_EXTRAIT_
------------------------------------

© archives du 7e art/photo 12/afp

Desproges superstar

Le livre hommage que vient de publier sa fille est un grand succès. Trente ans après sa mort, l’auteur des Chroniques de la haine ordinaire rallie tous les suffrages. Le Vif/L’Express a demandé à quelques admirateurs célèbres de raconter pourquoi ils aimaient tant l’humoriste.

Il en aurait sûrement ri, comme s’il avait joué un bon tour à la postérité. Trente ans après sa mort, Pierre Desproges publie encore un best-seller. Etonnant, non ? Plus exactement, c’est sa fille Perrine qui est à l’origine de ce Desproges par Desproges, volumineux ouvrage de près de deux kilos, truffé de textes inédits, de correspondances privées et de photographies émouvantes. Un rêve de fan, qui s’est déjà écoulé à plusieurs dizaines de milliers d’exemplaires en quelques semaines.  » Nous ne cessons de réimprimer pour éviter la rupture de stock « , se réjouit Perrine Desproges.

Depuis sa disparition, en 1988, plus de quatre millions d’exemplaires de livres signés Pierre Desproges se sont vendus en France. C’est colossal. A lui tout seul, le Tout Desproges (Seuil), la bible des fans, avec ses 1 500 pages, a séduit 85 000 lecteurs. Jamais l’auteur facétieux des Chroniques de la haine ordinaire n’a semblé aussi présent, comme en témoigne la brochette éclectique d’admirateurs que Le Vif/L’Express a réunis ici. Signe des temps, même le Premier ministre français, Edouard Philippe, est un inconditionnel. Il l’a découvert à l’époque du Tribunal des flagrants délires et a confessé un jour avoir appris certains de ses textes par coeur  » pour essayer de l’imiter « .

------------------------------------

_CONSIGNE A_
Les affirmations suivantes concordent-elles avec l'article sur Pierre Desproges : (i) Pierre Desproges a disparu en 1988 ; (ii) le Tout Desproges compte 1 500 pages et a séduit 85 000 lecteurs ; (iii) Edouard Philippe a découvert Desproges grâce aux Chroniques de la haine ordinaire ? Répondez par oui ou par non pour chacune, en citant à l'identique les mots du texte qui tranchent.

_ENTRÉES ENREGISTRÉES_

------------------------------------

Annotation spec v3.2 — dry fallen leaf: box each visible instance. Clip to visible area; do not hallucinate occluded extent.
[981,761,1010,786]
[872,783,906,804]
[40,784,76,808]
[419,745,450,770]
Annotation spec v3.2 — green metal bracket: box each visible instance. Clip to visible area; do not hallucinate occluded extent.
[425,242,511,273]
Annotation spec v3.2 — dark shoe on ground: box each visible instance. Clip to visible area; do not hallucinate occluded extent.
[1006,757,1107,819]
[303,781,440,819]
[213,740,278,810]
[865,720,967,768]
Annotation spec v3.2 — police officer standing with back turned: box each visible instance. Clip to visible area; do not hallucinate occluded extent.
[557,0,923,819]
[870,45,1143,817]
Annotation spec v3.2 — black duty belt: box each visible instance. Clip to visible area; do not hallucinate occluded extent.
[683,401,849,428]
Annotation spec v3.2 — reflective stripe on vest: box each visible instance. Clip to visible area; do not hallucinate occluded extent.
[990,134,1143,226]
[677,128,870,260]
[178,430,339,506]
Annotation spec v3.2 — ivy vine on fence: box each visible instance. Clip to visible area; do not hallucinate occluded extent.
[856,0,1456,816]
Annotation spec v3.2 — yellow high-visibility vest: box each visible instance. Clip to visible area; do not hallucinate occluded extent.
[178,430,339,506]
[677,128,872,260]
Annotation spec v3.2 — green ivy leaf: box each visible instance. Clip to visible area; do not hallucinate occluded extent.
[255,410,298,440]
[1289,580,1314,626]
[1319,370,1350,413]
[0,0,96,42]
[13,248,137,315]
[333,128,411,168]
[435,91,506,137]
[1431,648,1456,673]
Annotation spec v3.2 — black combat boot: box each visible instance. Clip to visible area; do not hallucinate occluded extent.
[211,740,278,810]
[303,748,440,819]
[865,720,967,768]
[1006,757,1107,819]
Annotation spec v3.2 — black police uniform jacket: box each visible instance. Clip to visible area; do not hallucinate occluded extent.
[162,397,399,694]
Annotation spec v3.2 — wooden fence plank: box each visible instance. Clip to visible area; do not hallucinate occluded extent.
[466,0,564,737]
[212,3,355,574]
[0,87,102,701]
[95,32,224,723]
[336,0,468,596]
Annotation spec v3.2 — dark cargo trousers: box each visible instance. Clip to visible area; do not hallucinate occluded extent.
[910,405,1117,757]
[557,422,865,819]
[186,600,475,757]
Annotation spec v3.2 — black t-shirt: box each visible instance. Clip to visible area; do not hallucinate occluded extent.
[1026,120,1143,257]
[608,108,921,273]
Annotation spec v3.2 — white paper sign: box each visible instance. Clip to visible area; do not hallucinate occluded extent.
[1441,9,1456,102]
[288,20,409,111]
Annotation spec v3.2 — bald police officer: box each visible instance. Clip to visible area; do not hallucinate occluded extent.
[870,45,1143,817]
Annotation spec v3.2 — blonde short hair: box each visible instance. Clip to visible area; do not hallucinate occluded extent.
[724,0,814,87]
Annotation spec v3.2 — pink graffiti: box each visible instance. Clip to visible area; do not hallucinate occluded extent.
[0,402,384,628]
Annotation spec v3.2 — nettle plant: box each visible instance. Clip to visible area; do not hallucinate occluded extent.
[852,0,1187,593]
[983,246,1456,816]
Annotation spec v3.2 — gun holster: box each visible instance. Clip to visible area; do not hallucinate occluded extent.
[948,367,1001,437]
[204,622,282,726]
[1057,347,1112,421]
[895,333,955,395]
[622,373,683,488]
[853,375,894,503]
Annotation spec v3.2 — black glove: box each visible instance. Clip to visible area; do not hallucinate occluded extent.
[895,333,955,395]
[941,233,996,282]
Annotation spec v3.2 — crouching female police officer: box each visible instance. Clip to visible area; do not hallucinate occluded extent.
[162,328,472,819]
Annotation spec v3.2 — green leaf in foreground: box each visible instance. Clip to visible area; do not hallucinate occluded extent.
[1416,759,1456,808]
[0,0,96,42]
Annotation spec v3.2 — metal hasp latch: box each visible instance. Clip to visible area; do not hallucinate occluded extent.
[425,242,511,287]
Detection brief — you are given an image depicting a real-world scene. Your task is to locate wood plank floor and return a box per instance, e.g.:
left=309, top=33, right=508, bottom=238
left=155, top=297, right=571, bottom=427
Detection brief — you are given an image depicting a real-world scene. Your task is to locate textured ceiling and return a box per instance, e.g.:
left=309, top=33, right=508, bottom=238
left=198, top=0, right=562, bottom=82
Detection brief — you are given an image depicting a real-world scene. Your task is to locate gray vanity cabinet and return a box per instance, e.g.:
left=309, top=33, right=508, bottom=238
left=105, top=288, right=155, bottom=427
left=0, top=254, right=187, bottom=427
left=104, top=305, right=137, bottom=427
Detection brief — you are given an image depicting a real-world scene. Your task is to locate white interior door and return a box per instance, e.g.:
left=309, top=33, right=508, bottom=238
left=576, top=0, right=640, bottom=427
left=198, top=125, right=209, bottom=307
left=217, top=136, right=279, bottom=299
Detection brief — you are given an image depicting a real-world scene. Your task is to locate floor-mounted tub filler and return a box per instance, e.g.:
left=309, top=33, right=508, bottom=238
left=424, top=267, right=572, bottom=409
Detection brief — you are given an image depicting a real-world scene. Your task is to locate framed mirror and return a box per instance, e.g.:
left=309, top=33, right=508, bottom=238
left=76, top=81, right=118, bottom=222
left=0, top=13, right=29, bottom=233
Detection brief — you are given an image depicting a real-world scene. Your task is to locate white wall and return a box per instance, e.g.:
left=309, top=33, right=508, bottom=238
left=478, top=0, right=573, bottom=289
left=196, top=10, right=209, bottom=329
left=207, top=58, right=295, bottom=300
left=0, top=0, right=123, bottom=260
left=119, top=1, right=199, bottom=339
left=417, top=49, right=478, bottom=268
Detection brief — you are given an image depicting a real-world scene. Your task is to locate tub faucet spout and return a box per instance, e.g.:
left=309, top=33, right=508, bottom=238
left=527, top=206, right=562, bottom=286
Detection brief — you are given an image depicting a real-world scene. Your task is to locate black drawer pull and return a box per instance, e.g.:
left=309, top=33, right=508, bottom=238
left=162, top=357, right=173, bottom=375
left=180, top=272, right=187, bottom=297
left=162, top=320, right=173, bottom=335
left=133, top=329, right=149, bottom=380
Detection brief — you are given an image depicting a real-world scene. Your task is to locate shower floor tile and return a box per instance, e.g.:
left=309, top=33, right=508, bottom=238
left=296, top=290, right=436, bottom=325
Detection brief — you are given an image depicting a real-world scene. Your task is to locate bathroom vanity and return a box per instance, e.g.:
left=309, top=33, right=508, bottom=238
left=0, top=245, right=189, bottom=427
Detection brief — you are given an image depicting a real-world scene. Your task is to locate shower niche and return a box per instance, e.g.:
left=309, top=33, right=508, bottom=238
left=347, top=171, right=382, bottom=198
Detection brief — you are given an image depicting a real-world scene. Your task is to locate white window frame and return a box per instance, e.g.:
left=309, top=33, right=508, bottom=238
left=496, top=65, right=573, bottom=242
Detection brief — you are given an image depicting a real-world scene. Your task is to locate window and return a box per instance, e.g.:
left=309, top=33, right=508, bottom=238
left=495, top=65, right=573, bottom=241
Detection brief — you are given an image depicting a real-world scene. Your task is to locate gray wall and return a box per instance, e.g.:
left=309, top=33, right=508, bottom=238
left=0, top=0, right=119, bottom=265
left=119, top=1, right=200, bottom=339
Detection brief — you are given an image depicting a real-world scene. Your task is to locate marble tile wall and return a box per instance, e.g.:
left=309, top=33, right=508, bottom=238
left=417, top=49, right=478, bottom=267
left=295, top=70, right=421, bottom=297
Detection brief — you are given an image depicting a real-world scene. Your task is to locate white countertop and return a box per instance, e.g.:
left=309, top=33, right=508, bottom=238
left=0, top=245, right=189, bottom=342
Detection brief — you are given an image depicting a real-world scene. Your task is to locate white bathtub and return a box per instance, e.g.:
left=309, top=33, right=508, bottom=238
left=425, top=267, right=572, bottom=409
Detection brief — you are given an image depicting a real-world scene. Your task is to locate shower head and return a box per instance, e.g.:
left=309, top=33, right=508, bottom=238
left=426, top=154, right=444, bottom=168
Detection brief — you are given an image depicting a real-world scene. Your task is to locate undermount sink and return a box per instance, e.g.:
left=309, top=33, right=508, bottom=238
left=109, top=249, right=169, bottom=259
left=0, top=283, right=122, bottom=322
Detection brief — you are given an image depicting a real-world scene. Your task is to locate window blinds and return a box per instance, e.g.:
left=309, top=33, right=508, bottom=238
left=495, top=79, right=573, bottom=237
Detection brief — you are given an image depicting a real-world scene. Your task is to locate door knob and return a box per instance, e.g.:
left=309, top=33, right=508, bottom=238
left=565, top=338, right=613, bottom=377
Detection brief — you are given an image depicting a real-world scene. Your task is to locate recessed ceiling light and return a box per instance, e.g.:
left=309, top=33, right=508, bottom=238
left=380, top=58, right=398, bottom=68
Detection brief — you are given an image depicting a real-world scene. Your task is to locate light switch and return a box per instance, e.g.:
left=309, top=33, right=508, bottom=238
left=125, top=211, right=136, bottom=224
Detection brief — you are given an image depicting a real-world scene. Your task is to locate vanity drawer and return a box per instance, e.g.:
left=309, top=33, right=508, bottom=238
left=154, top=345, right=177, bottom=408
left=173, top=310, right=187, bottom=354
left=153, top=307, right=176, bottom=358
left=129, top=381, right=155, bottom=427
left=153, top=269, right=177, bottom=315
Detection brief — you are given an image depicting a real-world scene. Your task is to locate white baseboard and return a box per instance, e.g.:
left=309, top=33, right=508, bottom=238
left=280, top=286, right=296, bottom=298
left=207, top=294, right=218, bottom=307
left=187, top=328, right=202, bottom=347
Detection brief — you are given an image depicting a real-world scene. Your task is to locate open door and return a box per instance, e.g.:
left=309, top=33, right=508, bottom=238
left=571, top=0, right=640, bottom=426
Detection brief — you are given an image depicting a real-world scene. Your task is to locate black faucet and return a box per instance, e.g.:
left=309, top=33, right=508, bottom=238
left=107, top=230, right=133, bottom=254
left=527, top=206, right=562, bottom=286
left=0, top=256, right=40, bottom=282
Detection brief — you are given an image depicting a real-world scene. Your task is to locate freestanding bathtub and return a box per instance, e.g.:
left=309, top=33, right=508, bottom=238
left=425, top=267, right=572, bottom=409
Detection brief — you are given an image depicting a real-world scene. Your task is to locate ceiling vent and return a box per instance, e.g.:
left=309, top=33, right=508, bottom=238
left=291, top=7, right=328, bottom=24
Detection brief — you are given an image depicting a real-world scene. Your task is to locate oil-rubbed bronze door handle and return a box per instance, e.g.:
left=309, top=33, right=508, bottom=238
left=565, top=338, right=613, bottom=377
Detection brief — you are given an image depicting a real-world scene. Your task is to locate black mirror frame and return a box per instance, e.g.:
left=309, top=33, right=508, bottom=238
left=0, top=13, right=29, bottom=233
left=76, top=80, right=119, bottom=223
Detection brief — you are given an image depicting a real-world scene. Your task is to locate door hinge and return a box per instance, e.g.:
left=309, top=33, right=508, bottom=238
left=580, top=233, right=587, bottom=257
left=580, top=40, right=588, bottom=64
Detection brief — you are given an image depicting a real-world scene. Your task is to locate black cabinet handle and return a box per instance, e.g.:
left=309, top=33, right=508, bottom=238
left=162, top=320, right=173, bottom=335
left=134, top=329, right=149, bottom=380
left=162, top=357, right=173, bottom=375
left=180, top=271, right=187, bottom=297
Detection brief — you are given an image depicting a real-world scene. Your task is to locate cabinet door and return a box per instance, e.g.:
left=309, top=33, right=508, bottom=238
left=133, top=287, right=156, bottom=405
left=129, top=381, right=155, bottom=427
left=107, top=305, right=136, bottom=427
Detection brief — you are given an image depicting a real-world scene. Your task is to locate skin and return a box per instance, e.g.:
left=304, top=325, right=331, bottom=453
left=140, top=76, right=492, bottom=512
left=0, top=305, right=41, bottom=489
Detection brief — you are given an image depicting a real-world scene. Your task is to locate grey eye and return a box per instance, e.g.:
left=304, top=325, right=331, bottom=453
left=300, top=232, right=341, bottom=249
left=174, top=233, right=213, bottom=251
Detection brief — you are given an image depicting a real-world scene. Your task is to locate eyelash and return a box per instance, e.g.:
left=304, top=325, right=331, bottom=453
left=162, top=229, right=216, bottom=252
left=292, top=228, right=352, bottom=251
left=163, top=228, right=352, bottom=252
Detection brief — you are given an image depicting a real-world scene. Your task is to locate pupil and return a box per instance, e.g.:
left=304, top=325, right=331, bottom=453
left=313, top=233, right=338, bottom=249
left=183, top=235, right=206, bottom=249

------------------------------------

_CONSIGNE B_
Pouvez-vous reproduire, dans les entrées, la partie qui s'ouvre sur la ligne contenant « Annotation spec v3.2 — green leaf » et se ferme sur celle contenant « left=217, top=136, right=279, bottom=299 », ces deux lignes comprises ?

_CORRIGÉ A_
(i) Oui : « Depuis sa disparition, en 1988 ».
(ii) Oui : « le Tout Desproges (Seuil), la bible des fans, avec ses 1 500 pages, a séduit 85 000 lecteurs ».
(iii) Non : « Il l’a découvert à l’époque du Tribunal des flagrants délires ».

_CORRIGÉ B_
Annotation spec v3.2 — green leaf in foreground: box each visible instance. Clip to visible area; do not hallucinate occluded extent.
[1416,759,1456,808]
[0,0,96,42]
Annotation spec v3.2 — metal hasp latch: box each visible instance. Clip to visible area; do not hallucinate occluded extent.
[425,242,511,287]
Detection brief — you are given an image depicting a real-world scene. Your task is to locate wood plank floor and return a box per instance, e.g.:
left=309, top=33, right=508, bottom=238
left=155, top=297, right=571, bottom=427
Detection brief — you are given an image depicting a real-world scene. Your task is to locate textured ceiling and return a box per instance, e.g.:
left=309, top=33, right=508, bottom=238
left=198, top=0, right=562, bottom=82
Detection brief — you are given an image depicting a real-world scene. Your task is to locate gray vanity cabinet and return a box per instance, e.g.:
left=309, top=33, right=508, bottom=238
left=105, top=288, right=155, bottom=427
left=0, top=254, right=187, bottom=427
left=104, top=305, right=137, bottom=427
Detection brief — you are given an image depicting a real-world scene. Your task is to locate white interior door and return a box per instance, e.g.:
left=309, top=33, right=508, bottom=238
left=576, top=0, right=640, bottom=427
left=198, top=125, right=209, bottom=307
left=217, top=136, right=279, bottom=299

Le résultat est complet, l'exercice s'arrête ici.